→ **Given request**: Echo the rows below line for line, leaving out the picture.

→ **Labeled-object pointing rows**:

==================================================

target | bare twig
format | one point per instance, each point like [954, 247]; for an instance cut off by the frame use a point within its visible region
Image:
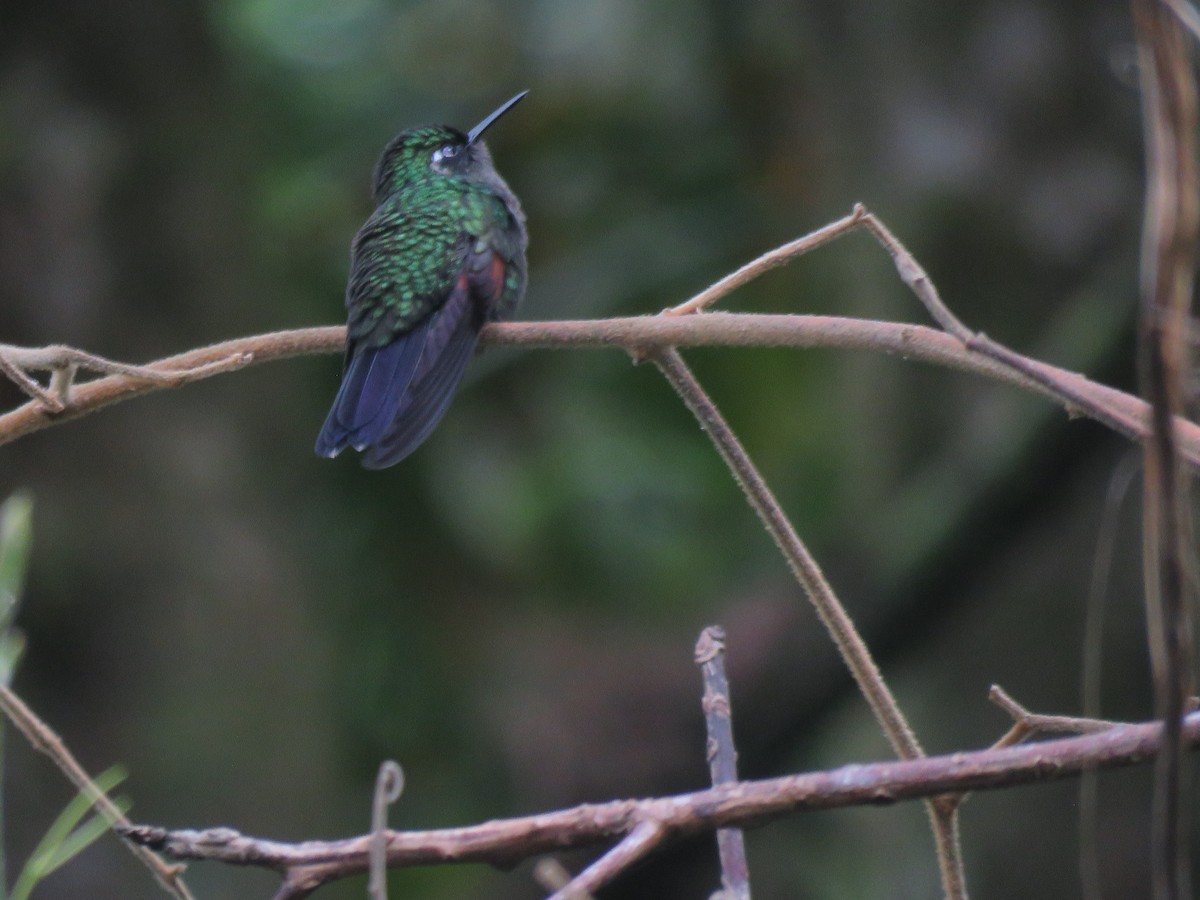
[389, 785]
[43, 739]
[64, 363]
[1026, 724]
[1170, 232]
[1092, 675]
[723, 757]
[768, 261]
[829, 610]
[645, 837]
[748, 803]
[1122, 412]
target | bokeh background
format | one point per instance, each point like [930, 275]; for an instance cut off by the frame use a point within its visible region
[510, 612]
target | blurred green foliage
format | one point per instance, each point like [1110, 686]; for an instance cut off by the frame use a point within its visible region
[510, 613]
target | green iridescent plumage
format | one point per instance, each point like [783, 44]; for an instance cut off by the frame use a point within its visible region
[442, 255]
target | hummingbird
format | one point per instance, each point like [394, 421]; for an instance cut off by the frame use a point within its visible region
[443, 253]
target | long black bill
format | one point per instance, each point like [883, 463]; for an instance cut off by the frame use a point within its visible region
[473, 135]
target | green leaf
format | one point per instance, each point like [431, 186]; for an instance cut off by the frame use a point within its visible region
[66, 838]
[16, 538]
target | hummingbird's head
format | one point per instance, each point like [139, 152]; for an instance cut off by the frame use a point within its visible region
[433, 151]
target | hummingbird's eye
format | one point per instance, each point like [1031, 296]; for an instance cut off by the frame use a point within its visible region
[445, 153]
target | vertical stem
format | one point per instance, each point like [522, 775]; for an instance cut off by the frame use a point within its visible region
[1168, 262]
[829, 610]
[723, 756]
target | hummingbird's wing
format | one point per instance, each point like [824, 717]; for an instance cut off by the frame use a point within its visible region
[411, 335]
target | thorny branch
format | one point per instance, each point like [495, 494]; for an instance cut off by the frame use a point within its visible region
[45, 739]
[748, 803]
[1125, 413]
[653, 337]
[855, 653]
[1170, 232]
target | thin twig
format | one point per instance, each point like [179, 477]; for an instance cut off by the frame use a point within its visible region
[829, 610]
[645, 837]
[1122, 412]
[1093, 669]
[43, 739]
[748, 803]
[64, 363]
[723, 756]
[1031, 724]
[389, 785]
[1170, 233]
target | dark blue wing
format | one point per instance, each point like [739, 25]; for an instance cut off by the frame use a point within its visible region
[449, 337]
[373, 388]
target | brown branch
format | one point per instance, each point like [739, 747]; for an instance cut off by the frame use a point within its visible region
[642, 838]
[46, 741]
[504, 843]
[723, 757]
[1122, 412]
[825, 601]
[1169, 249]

==================================================

→ **Right answer**:
target | bare twig
format | one point per instance, each point like [954, 247]; for an instance cut off by the frame use a point within its visible region
Image:
[389, 785]
[43, 739]
[64, 363]
[1026, 724]
[1170, 232]
[1092, 675]
[723, 757]
[768, 261]
[829, 610]
[645, 837]
[748, 803]
[1122, 412]
target | bokeh background
format | one point per instance, each point like [930, 275]; for an instance cut off by the frame use a point within its visible region
[510, 612]
target | blurred green foliage
format | one point per instance, each point like [1110, 686]; for an instance cut off by the frame use a point within its visible region
[510, 613]
target | green iridescent plumage
format | one point per instance, each point like [783, 44]; for an instance cut off by the frame use a point within its visible region
[442, 255]
target | hummingbird
format | one point per instance, each point like [394, 421]; for an instance cut off by the frame use a point within its visible region
[443, 253]
target | long black bill
format | one point per instance, each point like [883, 463]; for an instance cut off by the frame use a point within its visible region
[473, 135]
target | green leaf
format | one point per instance, each point like [431, 186]; for an instance cut off by the frame use a point within its visible region
[66, 838]
[16, 538]
target | hummingbird's head
format | one point per instance, each point like [139, 152]; for an instance cut off by the frame use a point within its visible region
[433, 151]
target | hummingbird's eye
format | one point per instance, each point like [1031, 296]; for an instance cut off by the frame use a point within its visible region
[445, 153]
target | vertical stem
format | one point per instance, each point like [522, 775]; for an instance cut off by the frame use a point within its visible region
[1168, 262]
[829, 610]
[723, 756]
target | hummingbird's wing
format | one point per instance, each point like [824, 717]; for an instance cut off by the frame use a point within its visible region
[411, 335]
target | thorny branch
format | one point per instance, each point like [495, 494]; for an instance cut off by the frame use a point within its visible region
[45, 739]
[748, 803]
[1125, 413]
[653, 337]
[855, 653]
[1170, 232]
target | thin twig
format | one point per instance, each point like [179, 477]; for an instance cut off by the frame use a point within its visible region
[829, 610]
[645, 837]
[1122, 412]
[1093, 669]
[43, 739]
[748, 803]
[64, 363]
[723, 756]
[1031, 724]
[389, 785]
[1170, 233]
target | dark blue wing
format | one point per instance, each point like [739, 25]; for an instance cut off by the frame use a point within its visible region
[449, 337]
[373, 388]
target | brown branch
format | one point per instance, each point like [739, 747]; for an instance cut off by the frame use a point within its visible region
[642, 838]
[46, 741]
[504, 843]
[723, 757]
[1122, 412]
[825, 601]
[1169, 249]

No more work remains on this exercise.